::: THE DATA

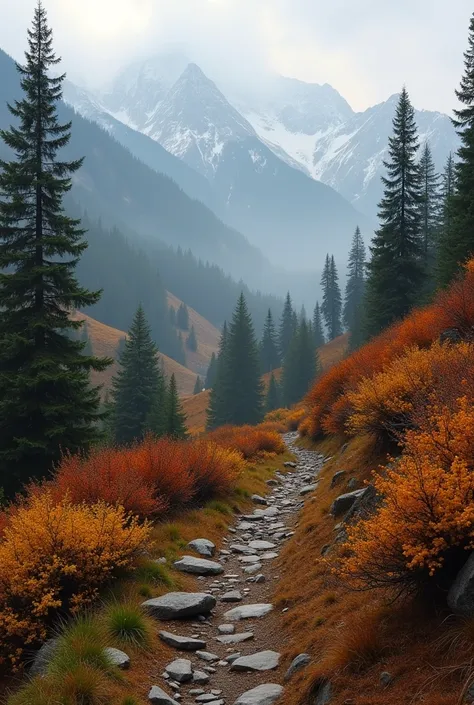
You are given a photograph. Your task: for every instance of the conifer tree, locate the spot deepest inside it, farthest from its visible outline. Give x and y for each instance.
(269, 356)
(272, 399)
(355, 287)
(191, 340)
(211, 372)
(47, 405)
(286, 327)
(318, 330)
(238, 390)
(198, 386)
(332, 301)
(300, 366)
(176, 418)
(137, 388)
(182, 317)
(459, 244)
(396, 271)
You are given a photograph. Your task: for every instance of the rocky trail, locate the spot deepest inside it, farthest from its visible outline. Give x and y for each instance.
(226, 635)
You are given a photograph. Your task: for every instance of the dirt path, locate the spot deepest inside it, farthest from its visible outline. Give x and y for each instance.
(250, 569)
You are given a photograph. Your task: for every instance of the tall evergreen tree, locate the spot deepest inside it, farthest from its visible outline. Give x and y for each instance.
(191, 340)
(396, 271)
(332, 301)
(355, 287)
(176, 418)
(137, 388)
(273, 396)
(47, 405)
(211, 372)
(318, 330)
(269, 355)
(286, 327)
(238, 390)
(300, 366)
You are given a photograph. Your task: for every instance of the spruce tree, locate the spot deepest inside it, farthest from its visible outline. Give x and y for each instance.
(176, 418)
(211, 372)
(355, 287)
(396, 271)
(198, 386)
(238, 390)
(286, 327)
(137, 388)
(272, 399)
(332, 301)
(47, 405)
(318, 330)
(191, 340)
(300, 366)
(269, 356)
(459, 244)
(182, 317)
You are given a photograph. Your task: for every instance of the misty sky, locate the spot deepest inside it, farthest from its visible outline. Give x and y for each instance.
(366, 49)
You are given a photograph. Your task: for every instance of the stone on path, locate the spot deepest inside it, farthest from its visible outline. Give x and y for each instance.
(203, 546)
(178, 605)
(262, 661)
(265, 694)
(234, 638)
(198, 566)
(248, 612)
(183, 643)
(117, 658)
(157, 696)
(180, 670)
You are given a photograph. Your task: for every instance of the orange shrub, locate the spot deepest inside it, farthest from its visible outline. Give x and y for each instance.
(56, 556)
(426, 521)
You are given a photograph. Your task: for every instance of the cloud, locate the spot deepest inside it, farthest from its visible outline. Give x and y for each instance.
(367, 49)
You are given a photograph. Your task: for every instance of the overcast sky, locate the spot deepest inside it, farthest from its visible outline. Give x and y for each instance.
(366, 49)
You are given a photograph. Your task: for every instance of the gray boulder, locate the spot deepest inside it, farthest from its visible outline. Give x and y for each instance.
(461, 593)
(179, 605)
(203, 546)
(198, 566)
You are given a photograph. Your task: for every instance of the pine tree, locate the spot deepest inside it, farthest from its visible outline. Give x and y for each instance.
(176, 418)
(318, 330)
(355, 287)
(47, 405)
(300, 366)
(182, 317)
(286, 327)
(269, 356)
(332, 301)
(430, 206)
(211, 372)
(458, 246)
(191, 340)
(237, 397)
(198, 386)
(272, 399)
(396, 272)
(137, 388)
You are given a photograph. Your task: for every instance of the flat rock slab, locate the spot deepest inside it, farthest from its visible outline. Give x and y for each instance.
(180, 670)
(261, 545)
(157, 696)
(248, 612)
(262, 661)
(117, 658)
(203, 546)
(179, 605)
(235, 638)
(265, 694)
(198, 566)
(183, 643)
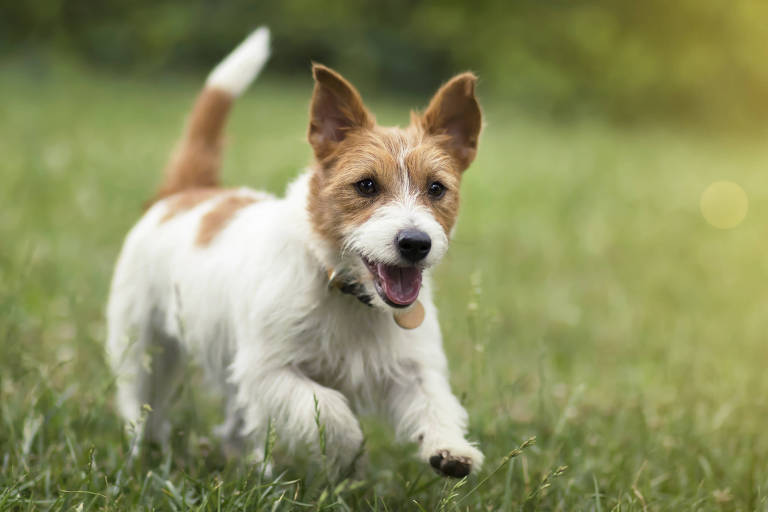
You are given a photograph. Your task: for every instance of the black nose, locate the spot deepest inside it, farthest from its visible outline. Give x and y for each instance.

::::::

■ WHAT YOU HAVE TO DO: Repeat each entry exactly as given; no pictures belong in the copy.

■ OUTPUT FOR THIS TASK:
You are given a photograph. Your task: for every instance of the conifer tree, locate the spot deepest inside it, farthest from its visible outline. Give x and y for each instance.
(269, 356)
(272, 399)
(355, 287)
(191, 340)
(211, 372)
(47, 405)
(286, 327)
(318, 330)
(238, 390)
(198, 386)
(332, 301)
(300, 366)
(176, 418)
(137, 388)
(182, 317)
(459, 244)
(396, 271)
You are given a photograph. Your task: for every instance of the rocky trail, locate the spot deepest inside it, farthest from its visible outline. Give x and y for each instance.
(226, 635)
You are given a photograph. Your task: for every instance of the dirt path, locate the spot deepest inside it, farthest from its visible outline. Give x and y for each instance.
(250, 569)
You are given a photograph. Your task: for every instance of the tall evergreen tree, locate the spot deepest inside it, farthest from its visible outline. Give x and y for each instance.
(191, 340)
(396, 271)
(332, 301)
(355, 287)
(176, 418)
(137, 388)
(273, 396)
(47, 405)
(211, 372)
(318, 330)
(269, 355)
(286, 327)
(238, 390)
(300, 366)
You are given a photograph. Your task: for every instance of the spruce tree, locate the spot deepest inside it, farthest from its visible outline. Give x and y for each instance.
(176, 418)
(211, 372)
(355, 287)
(396, 271)
(198, 386)
(238, 390)
(286, 327)
(137, 388)
(272, 399)
(332, 301)
(47, 405)
(318, 330)
(191, 340)
(300, 366)
(269, 356)
(459, 244)
(182, 317)
You are given a photograph. Your task: for every instance of the misty sky, locate the spot deepest inside it, farthest from its visible outline. Give x and y for each instance.
(366, 49)
You are given a photograph. Your task: for every instance of the stone on path, locate the spot deepest inside it, farthest from its visible outline. Give x and y for each instance.
(203, 546)
(178, 605)
(262, 661)
(265, 694)
(234, 638)
(198, 566)
(248, 612)
(183, 643)
(117, 658)
(157, 696)
(180, 670)
You are given a photograph. Your task: for every instance of the orange shrub, locate the spot deepest inside it, farthest from its visible outline. Give x and y for each instance.
(56, 556)
(426, 521)
You are given a photograph. Your task: for every instance of the cloud, locate the spot deepest inside it, farthest from its visible outline. Give x and y for each instance.
(367, 49)
You are given a photograph. Your task: for every instance of the overcast sky, locate the spot deepest inside it, farthest from its visible outline. Give x and y for each instance.
(366, 49)
You are given a photograph. Your task: for every instance of the gray boulder, locate the spot deepest inside it, farthest from its visible outline. Give x and y for each instance.
(461, 593)
(179, 605)
(203, 546)
(198, 566)
You are given a photograph. Your task: for every instance of the pine tree, locate the spot deepest inside it, farthest from its visible outline. Give x and y for each instance.
(176, 418)
(318, 330)
(355, 287)
(47, 405)
(300, 366)
(182, 317)
(286, 327)
(269, 356)
(332, 301)
(430, 206)
(211, 372)
(458, 246)
(191, 340)
(237, 397)
(198, 386)
(272, 399)
(396, 272)
(137, 388)
You are given a photograph. Your task: for every instance of the flat rock slab, locate the spot deepest inside it, farthest from its visible outline. Give x and y for each instance.
(180, 670)
(261, 545)
(157, 696)
(248, 612)
(262, 661)
(117, 658)
(203, 546)
(179, 605)
(235, 638)
(265, 694)
(198, 566)
(183, 643)
You are given a photograph. Your task: for every instance of the black nose, locate the spot deepest inside it, farthest from its visible outline. Give x and y for each instance.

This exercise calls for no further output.